History
According to the research, Changzhou Big Magao was first created by the Mr. Wang Changxian (王长先) of the Changle Teahouse (长乐茶馆) during Xianfeng period in Qing Dynasty. It inherits for at least 150 years. It is a traditional food of Changzhou. It used to be the breakfast of the local citizens.

Feature
The shape of Changzhou Big Magao is oval. The surface is golden yellow. When you take a bite, it is fragrant, sweet, crumbly, mellow and delicious. The skin is thin, while the pastry is thick. There are several layers in one Changzhou Big Magao.

Developments
In the beginning, the size of Changzhou Magao was as big as today. Although the prize of it was inexpensive, the taste, the color and the smell was really good. When it came to the market, every customer liked this kind of dessert.
On the other hand, some people who worked labor-intensive were complaining about the small size of Changzhou Magao. One cannot feed the stomach enough, but carrying so many ones was hard for taking alone. They suggested making a bigger one by using the raw materials of the three original ones.

◆ DATASET EXTRACT

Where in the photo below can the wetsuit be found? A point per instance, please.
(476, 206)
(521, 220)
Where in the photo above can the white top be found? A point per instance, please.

◆ WHAT YOU SHOULD DO
Pick up the text on Changzhou Big Magao after its final sentence and carry it forward.

◆ WRITTEN RESPONSE
To satisfy these special customers’ request, the pastry cook changed the size of Changzhou Magao to be much bigger. The innovative ones were even much more popular than the initial ones. So Changzhou Magao is called Changzhou Big Magao.
Recoding by the Changzhou Government Record, in the late of Qing Dynasty and the beginning of the Republic of China, there were more than forty teahouses which sold Changzhou Big Magao in the Changzhou District.

Award
In 1983, Changzhou Big Magao was awarded as the Jiangsu Specialties.
In 1990, Changzhou Big Magao was elected as the one of Changzhou Ten Specialties.
In 2006, Changzhou Big Magao was recorded as the Jiangsu Well-known Dessert.
In 2008, Changzhou Big Magao was selected as the Changzhou non-material cultural heritage.

Raw Material
The raw material is provided for 50 pieces of Changzhou Big Magao. Changzhou Big Magao never makes one by one. Every time the Magao are put forty or fifty Magao into the oven as a group.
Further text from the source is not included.